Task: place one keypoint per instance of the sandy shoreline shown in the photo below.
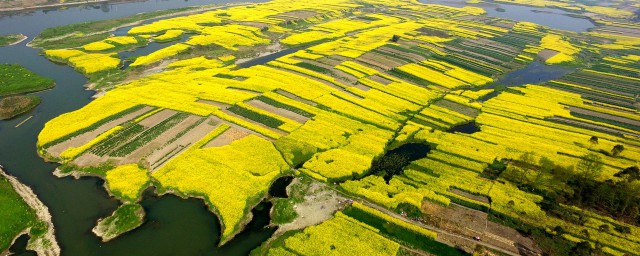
(36, 7)
(22, 38)
(46, 244)
(138, 22)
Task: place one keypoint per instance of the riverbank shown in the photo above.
(66, 4)
(45, 244)
(10, 40)
(39, 43)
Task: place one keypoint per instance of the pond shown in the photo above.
(553, 18)
(173, 226)
(395, 160)
(534, 73)
(279, 187)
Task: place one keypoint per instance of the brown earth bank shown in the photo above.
(23, 5)
(45, 245)
(16, 105)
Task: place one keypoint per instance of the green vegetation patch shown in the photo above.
(101, 25)
(15, 79)
(260, 118)
(16, 105)
(10, 39)
(15, 214)
(126, 218)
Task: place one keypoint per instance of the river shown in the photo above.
(553, 18)
(173, 226)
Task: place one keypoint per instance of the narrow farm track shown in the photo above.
(433, 228)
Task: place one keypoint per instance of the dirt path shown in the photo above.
(46, 245)
(84, 138)
(432, 228)
(320, 204)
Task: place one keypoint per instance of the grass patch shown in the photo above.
(149, 135)
(95, 126)
(15, 214)
(16, 79)
(16, 105)
(284, 106)
(9, 39)
(283, 211)
(101, 25)
(126, 218)
(74, 41)
(266, 120)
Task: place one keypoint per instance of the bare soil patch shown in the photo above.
(381, 61)
(156, 118)
(478, 198)
(547, 54)
(227, 137)
(215, 103)
(605, 116)
(84, 138)
(362, 87)
(319, 205)
(379, 79)
(470, 223)
(613, 131)
(162, 155)
(47, 243)
(160, 141)
(295, 97)
(278, 111)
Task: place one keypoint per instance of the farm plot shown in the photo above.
(361, 84)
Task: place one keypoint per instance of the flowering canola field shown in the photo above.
(361, 83)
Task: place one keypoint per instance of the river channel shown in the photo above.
(173, 226)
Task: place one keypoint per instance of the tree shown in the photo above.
(630, 173)
(546, 167)
(582, 249)
(590, 166)
(528, 163)
(617, 149)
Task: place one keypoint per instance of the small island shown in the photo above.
(16, 79)
(23, 213)
(6, 40)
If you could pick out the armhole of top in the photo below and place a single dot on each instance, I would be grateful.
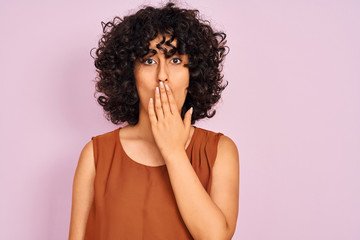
(94, 140)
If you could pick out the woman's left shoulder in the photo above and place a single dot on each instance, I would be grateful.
(226, 145)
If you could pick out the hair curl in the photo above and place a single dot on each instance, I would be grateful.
(126, 40)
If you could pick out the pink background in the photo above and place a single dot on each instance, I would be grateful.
(292, 107)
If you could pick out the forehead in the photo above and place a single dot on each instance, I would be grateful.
(160, 40)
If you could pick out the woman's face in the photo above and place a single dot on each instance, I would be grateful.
(157, 68)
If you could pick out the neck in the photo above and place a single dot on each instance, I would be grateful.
(143, 128)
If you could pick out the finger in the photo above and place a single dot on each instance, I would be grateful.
(164, 100)
(187, 119)
(158, 108)
(172, 103)
(151, 112)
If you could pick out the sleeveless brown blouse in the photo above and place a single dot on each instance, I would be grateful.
(133, 201)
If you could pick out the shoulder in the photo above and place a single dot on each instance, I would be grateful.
(227, 153)
(226, 144)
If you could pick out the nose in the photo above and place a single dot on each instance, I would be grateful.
(163, 73)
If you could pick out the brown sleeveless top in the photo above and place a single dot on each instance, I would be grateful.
(135, 201)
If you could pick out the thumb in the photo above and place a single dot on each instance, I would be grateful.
(187, 119)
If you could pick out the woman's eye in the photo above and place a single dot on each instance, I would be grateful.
(148, 61)
(177, 60)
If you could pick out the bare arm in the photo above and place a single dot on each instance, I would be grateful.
(207, 216)
(83, 193)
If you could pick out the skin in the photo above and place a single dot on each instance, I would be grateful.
(163, 137)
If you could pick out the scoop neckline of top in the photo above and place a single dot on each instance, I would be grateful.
(117, 131)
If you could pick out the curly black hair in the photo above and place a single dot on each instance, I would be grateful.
(126, 40)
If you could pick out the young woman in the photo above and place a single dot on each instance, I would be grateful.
(159, 177)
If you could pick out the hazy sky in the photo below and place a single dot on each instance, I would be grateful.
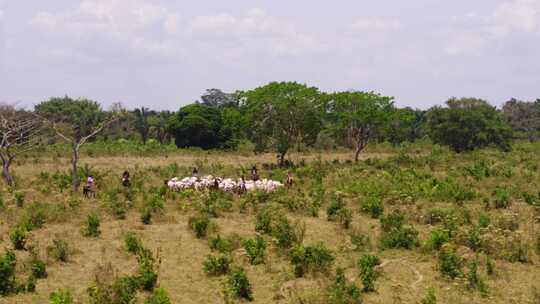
(164, 54)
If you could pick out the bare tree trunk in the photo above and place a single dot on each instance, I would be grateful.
(5, 172)
(74, 173)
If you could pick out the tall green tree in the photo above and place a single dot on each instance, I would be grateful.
(282, 114)
(141, 123)
(359, 116)
(467, 124)
(76, 121)
(197, 125)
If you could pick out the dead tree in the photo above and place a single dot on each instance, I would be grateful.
(19, 132)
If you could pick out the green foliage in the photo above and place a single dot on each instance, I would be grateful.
(239, 285)
(316, 258)
(368, 274)
(158, 296)
(373, 205)
(8, 283)
(59, 251)
(92, 226)
(468, 124)
(255, 250)
(18, 237)
(341, 291)
(61, 297)
(474, 281)
(132, 243)
(199, 225)
(217, 265)
(396, 234)
(450, 263)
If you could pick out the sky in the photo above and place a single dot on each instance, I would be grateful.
(164, 54)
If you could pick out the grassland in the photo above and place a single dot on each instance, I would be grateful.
(481, 207)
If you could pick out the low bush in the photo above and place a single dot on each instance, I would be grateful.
(59, 251)
(255, 250)
(217, 265)
(199, 225)
(18, 237)
(450, 263)
(368, 273)
(312, 259)
(92, 226)
(239, 285)
(341, 291)
(158, 296)
(61, 297)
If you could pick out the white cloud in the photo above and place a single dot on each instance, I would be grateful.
(378, 24)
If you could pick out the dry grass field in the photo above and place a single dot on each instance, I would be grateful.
(482, 207)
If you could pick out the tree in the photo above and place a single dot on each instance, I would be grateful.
(197, 125)
(359, 116)
(19, 132)
(217, 98)
(523, 116)
(141, 123)
(467, 124)
(282, 114)
(76, 121)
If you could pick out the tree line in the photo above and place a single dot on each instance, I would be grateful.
(274, 117)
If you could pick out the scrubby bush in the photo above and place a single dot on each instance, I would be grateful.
(217, 265)
(255, 250)
(225, 245)
(474, 281)
(450, 263)
(342, 292)
(199, 225)
(239, 285)
(18, 237)
(368, 273)
(316, 258)
(61, 297)
(373, 205)
(158, 296)
(59, 251)
(396, 234)
(92, 226)
(132, 243)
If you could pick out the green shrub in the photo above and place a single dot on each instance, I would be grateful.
(146, 275)
(61, 297)
(18, 237)
(92, 226)
(38, 268)
(158, 296)
(429, 298)
(501, 198)
(59, 251)
(255, 250)
(437, 238)
(225, 245)
(8, 282)
(368, 274)
(449, 263)
(132, 243)
(239, 285)
(342, 292)
(199, 225)
(373, 205)
(316, 258)
(474, 281)
(217, 265)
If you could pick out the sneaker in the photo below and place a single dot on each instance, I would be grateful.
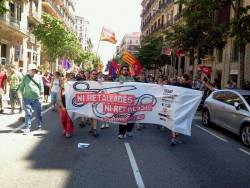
(91, 130)
(81, 125)
(107, 126)
(129, 134)
(94, 133)
(67, 135)
(120, 136)
(139, 127)
(26, 131)
(39, 127)
(173, 142)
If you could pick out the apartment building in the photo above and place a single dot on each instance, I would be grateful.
(81, 30)
(158, 15)
(64, 11)
(17, 45)
(130, 42)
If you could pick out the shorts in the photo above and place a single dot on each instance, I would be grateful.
(46, 90)
(14, 96)
(53, 97)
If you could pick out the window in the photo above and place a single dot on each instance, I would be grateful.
(247, 98)
(220, 96)
(235, 52)
(220, 55)
(231, 98)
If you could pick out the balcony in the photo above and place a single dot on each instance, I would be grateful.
(34, 15)
(51, 8)
(10, 21)
(32, 38)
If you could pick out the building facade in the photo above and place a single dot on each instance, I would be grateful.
(158, 15)
(17, 44)
(81, 30)
(130, 42)
(63, 10)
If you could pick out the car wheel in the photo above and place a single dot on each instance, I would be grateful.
(245, 135)
(205, 117)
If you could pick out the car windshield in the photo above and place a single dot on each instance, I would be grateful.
(247, 98)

= = =

Output all lines above precisely. Pictures are to be left out.

Task: place one keypoint per instance of the sandy shoreline shown in the photo below.
(36, 7)
(22, 38)
(46, 244)
(138, 22)
Task: place one keypoint per instance of the riverbank shown in the photo above.
(66, 4)
(45, 244)
(10, 40)
(39, 43)
Task: place one keypoint per instance of the pond shown in the photo above.
(553, 18)
(173, 226)
(395, 160)
(534, 73)
(279, 187)
Task: place one keypoint per instance of the brown earth bank shown in the photo above.
(23, 5)
(45, 245)
(16, 105)
Task: place one keypoint per instance of the green vegetation patch shown in the photo above.
(101, 25)
(15, 79)
(260, 118)
(16, 105)
(10, 39)
(15, 214)
(126, 218)
Task: place one keypoint per instance of the river shown in the photo above.
(553, 18)
(173, 226)
Task: place one keypoint per instance of the narrow farm track shown in the photo above.
(433, 228)
Task: place one keypoint per instance of the dirt path shown in the photo above.
(46, 245)
(84, 138)
(432, 228)
(320, 204)
Task: place one keypoint per instance of the grass patch shown in the photo above.
(149, 135)
(95, 126)
(15, 214)
(16, 79)
(16, 105)
(284, 106)
(9, 39)
(283, 211)
(101, 25)
(126, 218)
(74, 41)
(266, 120)
Task: place one keypoint per instance of the bare soil patch shown in the photo above.
(381, 61)
(156, 118)
(478, 198)
(547, 54)
(227, 137)
(215, 103)
(605, 116)
(84, 138)
(362, 87)
(319, 205)
(379, 79)
(470, 223)
(613, 131)
(162, 155)
(47, 243)
(160, 141)
(295, 97)
(278, 111)
Task: place one keypoint per instance of the farm plot shown in the photo above.
(361, 84)
Task: place one keypoint per instance of the flowering canola field shown in the photo above.
(361, 83)
Task: place one keypoint per instance of the river channel shown in the photo above.
(173, 226)
Task: place one keypoint per instance of the tree shown in the photo above.
(630, 173)
(546, 167)
(582, 249)
(590, 166)
(528, 163)
(617, 149)
Task: place one keypoint per instance of the small island shown in the photo above.
(16, 79)
(23, 213)
(6, 40)
If you could pick out the armhole of top in the photo below and place a single dot on each instance, I would be grateful.
(94, 140)
If you could pick out the woman's left shoulder in the photo above and place a single dot on each instance, I would be grateful.
(226, 145)
If you could pick out the hair curl in the photo above and place a single dot on each instance, I would be grateful.
(126, 40)
If you could pick out the pink background in the photo above and place a single dot on each instance, I would be grateful.
(292, 107)
If you could pick out the forehead in the photo above and place a single dot on each instance, I would be grateful.
(160, 40)
If you could pick out the woman's face in the photo above and place a single dot on each instance, I would be grateful.
(157, 68)
If you could pick out the neck in the photo above and place a single dot on each instance, I would be grateful.
(143, 128)
If you could pick out the finger in the photo above and place a single dot on each instance, I would be grateful.
(164, 100)
(187, 119)
(158, 108)
(172, 103)
(151, 112)
If you could pick out the sleeveless brown blouse in the photo above and place a single dot on each instance, I would be grateful.
(133, 201)
If you could pick out the shoulder in the photo above and place a single dot on each instance, I would be grateful.
(227, 153)
(226, 144)
If you could pick out the nose in the photo above and place a single dot on each instance, I would be grateful.
(163, 73)
If you could pick out the brown sleeveless top in the photo above and place a single dot on each instance, I would be grateful.
(135, 201)
If you could pick out the thumb in the photo above and place a single dot on each instance, I would be grateful.
(187, 119)
If you could pick out the woman's eye in the photo above and place a single dot on each instance, I would be grateful.
(148, 61)
(177, 60)
If you could pick out the bare arm in the photo above and place a single dot on each instance, I would be grateful.
(207, 216)
(83, 193)
If you could pick out the skin in the photo above and place a single dot on each instance, I would be grateful.
(163, 137)
If you could pick out the scoop neckline of top in the photo above and place a single dot on each instance, I would be grateful.
(117, 131)
If you could pick out the curly black hair in the photo above and place a single dot on each instance, I would be grateful.
(126, 40)
If you could pick out the young woman in the photo above and place a single dot on each instance, I would be grateful.
(159, 177)
If you could pick out the hazy sky in the photo below and place a single dot on each instance, I would be grateful.
(164, 54)
If you could pick out the bare tree trunk in the photo above and place a single dot on each instance, I would be grateful.
(5, 172)
(74, 173)
If you could pick out the tall green tree in the photo above and place a single dot on each instance, I would be grateful.
(282, 114)
(141, 123)
(359, 116)
(467, 124)
(76, 121)
(197, 125)
If you could pick out the dead tree in the photo above and place a single dot on each instance, I would be grateful.
(19, 132)
If you could pick out the green foliage in the photo above and place a single dot on each instance, I would be grateful.
(239, 285)
(316, 258)
(368, 274)
(158, 296)
(373, 205)
(8, 283)
(59, 251)
(92, 226)
(468, 124)
(255, 250)
(18, 237)
(341, 291)
(61, 297)
(474, 281)
(132, 243)
(199, 225)
(217, 265)
(396, 234)
(450, 263)
If you could pick out the sky in the photo above and place a single dot on each instance, I would be grateful.
(164, 54)
If you could pick out the grassland in the photo above and place a single dot on each instance, I would be grateful.
(481, 207)
If you could pick out the low bush in the photo above and place a single dot on each instance, I would be grateful.
(59, 251)
(255, 250)
(217, 265)
(199, 225)
(18, 237)
(450, 263)
(368, 273)
(312, 259)
(92, 226)
(239, 285)
(341, 291)
(158, 296)
(61, 297)
If you could pick out the white cloud in the photo above and place a single dot on each instance, I would be grateful.
(378, 24)
If you could pick out the dry grass field in the photo above and place a single dot on each instance, I would be grateful.
(482, 207)
If you could pick out the tree in the photo above and place a single dot on each instance, I would be grateful.
(197, 125)
(359, 116)
(19, 132)
(217, 98)
(523, 116)
(141, 123)
(467, 124)
(282, 114)
(76, 121)
If you could pick out the tree line in the photo above and place a single dot on each instance, I would be grateful.
(274, 117)
If you could pick out the scrubby bush in the photo above and place a single dot on each instance, I would be grateful.
(217, 265)
(255, 250)
(225, 245)
(474, 281)
(450, 263)
(342, 292)
(199, 225)
(239, 285)
(18, 237)
(368, 273)
(316, 258)
(61, 297)
(373, 205)
(158, 296)
(59, 251)
(396, 234)
(92, 226)
(132, 243)
If you could pick out the green shrub in the photo above and place a single dot on each instance, I would be grateful.
(146, 275)
(61, 297)
(18, 237)
(92, 226)
(38, 268)
(158, 296)
(429, 298)
(501, 198)
(59, 251)
(255, 250)
(437, 238)
(225, 245)
(8, 282)
(368, 274)
(449, 263)
(132, 243)
(239, 285)
(342, 292)
(199, 225)
(373, 205)
(316, 258)
(474, 281)
(217, 265)
If you could pick out the sneaker in the photo below and place a single dot on each instance, I would be grateful.
(91, 130)
(81, 125)
(107, 126)
(129, 134)
(94, 133)
(67, 135)
(120, 136)
(139, 127)
(26, 131)
(39, 127)
(173, 142)
If you could pick out the apartment building in the photo above and place a single dot on each instance, I would be grateful.
(81, 30)
(158, 15)
(64, 11)
(17, 45)
(130, 42)
If you could pick out the shorts in the photo above and place a single dot on each instance, I would be grateful.
(46, 90)
(14, 96)
(53, 97)
If you could pick out the window in the photo above and place a single dot on each instance, I would be grateful.
(247, 98)
(220, 96)
(235, 52)
(220, 55)
(231, 98)
If you could pick out the balcony in the photo above and place a single dot on each instance, I would be grateful.
(34, 15)
(51, 8)
(10, 21)
(32, 38)
If you could pick out the building facade in the photo above and place a single dot on each instance, I would be grateful.
(158, 15)
(17, 44)
(81, 30)
(130, 42)
(63, 10)
If you could pick out the car wheel in the photo above and place a single dot on each instance, I would be grateful.
(245, 135)
(205, 117)
If you could pick out the car windshield in the photo above and place a single dot on each instance, I would be grateful.
(247, 98)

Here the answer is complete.